[Data for this exercise]

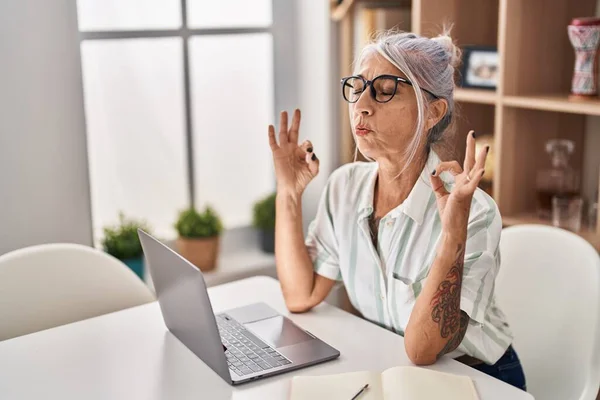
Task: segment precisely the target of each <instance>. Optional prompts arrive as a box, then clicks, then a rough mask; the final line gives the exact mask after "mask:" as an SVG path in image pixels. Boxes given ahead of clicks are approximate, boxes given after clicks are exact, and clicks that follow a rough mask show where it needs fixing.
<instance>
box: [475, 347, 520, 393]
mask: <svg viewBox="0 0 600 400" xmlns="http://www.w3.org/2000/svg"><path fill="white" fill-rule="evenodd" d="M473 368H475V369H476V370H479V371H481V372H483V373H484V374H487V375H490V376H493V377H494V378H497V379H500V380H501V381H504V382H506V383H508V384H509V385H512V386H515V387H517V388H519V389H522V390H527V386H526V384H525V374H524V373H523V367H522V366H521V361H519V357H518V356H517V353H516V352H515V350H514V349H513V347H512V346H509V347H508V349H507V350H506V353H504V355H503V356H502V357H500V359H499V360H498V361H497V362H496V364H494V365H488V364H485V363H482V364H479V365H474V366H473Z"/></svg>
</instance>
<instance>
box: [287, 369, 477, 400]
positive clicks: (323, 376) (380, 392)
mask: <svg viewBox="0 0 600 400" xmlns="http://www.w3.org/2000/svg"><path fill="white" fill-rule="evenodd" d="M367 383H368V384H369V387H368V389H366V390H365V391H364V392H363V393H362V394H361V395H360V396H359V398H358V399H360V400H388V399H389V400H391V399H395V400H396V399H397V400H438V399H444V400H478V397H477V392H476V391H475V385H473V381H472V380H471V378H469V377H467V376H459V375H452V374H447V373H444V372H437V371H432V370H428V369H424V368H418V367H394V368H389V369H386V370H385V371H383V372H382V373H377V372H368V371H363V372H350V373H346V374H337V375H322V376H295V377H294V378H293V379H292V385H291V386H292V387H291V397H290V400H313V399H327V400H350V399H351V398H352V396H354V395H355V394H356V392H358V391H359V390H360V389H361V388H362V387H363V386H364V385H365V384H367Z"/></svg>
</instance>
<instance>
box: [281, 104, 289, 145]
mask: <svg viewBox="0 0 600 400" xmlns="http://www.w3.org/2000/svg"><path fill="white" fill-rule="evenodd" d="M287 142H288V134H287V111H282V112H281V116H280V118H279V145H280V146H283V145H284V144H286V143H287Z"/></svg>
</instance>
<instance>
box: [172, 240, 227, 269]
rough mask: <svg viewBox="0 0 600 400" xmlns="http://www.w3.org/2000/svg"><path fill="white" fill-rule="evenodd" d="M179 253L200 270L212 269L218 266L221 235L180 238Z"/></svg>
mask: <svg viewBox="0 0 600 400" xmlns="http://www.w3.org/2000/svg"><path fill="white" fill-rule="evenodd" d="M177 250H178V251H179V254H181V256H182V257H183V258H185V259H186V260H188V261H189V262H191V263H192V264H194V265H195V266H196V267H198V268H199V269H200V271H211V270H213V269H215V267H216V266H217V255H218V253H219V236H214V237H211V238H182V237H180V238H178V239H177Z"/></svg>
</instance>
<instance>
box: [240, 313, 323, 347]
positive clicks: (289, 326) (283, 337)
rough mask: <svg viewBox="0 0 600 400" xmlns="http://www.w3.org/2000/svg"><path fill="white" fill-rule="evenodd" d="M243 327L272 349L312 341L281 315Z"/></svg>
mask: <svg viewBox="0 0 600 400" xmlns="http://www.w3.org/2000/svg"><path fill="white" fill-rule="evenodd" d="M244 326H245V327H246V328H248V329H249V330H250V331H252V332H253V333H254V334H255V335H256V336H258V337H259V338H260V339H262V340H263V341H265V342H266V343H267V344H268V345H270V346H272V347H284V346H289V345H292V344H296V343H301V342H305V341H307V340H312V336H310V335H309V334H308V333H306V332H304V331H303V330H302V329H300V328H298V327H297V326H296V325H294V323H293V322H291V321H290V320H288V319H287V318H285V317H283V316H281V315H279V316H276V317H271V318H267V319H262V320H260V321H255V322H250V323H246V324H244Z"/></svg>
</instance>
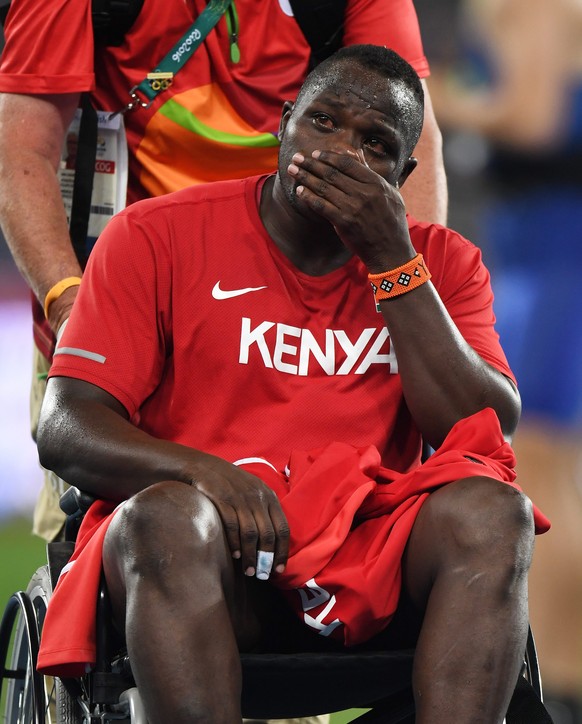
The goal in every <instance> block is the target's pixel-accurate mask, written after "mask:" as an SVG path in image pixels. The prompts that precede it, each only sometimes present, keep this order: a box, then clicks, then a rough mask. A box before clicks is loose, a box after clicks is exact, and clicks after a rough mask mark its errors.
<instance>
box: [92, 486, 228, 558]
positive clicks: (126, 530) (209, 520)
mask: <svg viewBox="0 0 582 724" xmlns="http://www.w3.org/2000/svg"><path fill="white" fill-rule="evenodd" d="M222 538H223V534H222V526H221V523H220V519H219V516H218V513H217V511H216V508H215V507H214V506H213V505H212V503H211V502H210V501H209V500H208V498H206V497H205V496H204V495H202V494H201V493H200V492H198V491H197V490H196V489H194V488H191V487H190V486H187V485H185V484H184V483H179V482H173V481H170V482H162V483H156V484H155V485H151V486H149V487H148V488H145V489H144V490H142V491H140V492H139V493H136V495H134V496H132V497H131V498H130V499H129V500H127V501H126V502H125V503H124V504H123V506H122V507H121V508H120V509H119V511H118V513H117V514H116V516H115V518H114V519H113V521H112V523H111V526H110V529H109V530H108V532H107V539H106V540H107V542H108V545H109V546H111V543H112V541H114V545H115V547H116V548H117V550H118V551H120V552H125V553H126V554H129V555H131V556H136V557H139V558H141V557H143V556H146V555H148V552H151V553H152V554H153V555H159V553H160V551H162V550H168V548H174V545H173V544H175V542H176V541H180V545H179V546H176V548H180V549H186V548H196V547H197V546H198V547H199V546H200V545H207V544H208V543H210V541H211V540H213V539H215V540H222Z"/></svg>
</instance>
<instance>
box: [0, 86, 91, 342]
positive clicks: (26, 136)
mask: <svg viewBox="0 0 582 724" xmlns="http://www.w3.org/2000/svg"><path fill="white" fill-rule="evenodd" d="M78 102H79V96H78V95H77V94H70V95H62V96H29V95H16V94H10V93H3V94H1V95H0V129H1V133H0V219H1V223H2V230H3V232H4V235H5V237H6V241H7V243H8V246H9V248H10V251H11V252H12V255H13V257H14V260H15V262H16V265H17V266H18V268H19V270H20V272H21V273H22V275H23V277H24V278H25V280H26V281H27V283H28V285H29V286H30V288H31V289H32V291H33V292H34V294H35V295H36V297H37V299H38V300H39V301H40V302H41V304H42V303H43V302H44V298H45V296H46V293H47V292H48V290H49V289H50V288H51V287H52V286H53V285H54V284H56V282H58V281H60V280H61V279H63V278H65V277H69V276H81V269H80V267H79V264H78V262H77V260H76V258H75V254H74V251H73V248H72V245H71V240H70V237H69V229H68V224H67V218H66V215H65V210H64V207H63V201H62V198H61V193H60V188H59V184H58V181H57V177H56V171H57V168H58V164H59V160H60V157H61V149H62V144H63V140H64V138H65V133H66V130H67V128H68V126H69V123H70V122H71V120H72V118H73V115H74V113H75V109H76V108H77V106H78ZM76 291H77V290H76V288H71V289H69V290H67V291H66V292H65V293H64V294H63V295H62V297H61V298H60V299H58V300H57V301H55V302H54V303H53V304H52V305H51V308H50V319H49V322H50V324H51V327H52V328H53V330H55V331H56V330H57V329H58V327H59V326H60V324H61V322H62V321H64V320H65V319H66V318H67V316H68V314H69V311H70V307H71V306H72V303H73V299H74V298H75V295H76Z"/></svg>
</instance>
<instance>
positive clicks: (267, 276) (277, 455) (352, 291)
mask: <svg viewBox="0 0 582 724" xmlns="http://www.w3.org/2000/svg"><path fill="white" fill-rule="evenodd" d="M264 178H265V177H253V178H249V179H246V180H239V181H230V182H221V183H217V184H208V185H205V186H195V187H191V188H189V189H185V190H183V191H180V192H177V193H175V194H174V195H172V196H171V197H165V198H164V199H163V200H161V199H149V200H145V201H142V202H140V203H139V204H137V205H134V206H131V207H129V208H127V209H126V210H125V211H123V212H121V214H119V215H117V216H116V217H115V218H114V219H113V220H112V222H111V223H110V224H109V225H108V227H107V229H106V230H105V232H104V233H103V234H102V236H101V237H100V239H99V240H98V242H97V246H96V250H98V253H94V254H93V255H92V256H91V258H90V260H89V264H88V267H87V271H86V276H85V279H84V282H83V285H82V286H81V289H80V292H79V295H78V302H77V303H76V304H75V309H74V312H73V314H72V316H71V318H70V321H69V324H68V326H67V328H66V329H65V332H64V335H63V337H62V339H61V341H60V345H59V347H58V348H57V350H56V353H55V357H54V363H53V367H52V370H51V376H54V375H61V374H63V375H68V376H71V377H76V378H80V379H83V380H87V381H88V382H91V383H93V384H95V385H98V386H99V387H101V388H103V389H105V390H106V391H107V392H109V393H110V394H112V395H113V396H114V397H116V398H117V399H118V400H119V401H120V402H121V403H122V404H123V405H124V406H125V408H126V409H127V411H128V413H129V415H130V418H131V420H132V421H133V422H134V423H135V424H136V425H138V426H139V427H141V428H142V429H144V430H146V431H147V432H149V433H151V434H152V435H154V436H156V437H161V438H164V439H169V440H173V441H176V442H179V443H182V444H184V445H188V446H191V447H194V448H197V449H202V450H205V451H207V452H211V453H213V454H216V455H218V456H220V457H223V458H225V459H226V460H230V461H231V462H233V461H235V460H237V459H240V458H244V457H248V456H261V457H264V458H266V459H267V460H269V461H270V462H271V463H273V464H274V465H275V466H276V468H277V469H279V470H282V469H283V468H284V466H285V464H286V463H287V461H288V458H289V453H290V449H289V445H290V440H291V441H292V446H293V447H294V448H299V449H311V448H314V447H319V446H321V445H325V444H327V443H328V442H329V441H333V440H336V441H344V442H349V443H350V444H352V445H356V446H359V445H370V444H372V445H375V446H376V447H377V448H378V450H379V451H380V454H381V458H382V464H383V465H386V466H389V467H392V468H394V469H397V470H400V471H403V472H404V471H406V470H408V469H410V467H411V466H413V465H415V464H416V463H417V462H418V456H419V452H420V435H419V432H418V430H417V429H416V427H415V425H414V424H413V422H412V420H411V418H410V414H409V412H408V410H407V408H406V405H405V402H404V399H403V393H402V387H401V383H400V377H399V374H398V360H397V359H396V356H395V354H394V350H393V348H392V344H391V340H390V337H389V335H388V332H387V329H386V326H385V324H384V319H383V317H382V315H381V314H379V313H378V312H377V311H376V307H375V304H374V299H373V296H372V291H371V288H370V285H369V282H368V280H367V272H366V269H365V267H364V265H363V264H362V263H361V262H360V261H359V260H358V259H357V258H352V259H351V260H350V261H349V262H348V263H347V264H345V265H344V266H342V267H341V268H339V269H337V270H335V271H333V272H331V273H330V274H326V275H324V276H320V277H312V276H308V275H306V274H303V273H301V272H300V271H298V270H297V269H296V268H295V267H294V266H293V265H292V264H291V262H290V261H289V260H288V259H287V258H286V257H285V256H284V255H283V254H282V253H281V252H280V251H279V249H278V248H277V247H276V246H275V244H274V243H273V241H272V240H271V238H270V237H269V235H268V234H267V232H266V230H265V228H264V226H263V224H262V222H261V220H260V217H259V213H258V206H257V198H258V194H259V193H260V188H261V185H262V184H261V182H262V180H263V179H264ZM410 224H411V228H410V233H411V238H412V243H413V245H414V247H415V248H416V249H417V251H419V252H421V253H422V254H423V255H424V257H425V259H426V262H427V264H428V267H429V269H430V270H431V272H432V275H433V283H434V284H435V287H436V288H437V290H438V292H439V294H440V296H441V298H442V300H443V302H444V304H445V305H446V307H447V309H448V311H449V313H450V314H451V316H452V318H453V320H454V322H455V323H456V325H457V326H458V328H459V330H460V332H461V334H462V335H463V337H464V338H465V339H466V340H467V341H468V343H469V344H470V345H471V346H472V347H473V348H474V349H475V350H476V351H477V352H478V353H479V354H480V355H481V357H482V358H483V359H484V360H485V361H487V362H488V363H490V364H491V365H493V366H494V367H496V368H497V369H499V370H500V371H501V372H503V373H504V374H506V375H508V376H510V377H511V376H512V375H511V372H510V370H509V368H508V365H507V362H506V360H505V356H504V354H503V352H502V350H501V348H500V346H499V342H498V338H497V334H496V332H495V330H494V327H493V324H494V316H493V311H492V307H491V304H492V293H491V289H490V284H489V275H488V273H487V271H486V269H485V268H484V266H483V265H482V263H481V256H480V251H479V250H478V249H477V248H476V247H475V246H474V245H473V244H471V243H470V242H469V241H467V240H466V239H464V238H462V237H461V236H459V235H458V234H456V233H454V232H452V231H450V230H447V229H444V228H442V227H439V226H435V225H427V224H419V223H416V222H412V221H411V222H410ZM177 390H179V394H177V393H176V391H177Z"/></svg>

[/Data for this exercise]

◆ Instructions for the task
Convert the rows, from their start through the line containing "box: [475, 347, 520, 393]" (inclusive), into a Markdown table with the columns Index and Content, numbering each line and skipping blank lines. Leave the pictures out.

◆ Task result
| Index | Content |
|---|---|
| 1 | Task: segment precisely the target of each <instance>. Optional prompts arrive as a box, then clicks, then a rough mask; the final line gives the exact mask after "mask:" as an SVG path in image pixels. Boxes given ahead of clicks are approximate, boxes given after clicks are exact, and clicks that follow a rough mask show where it needs fixing. |
| 2 | <instance> |
| 3 | box: [475, 347, 520, 393] |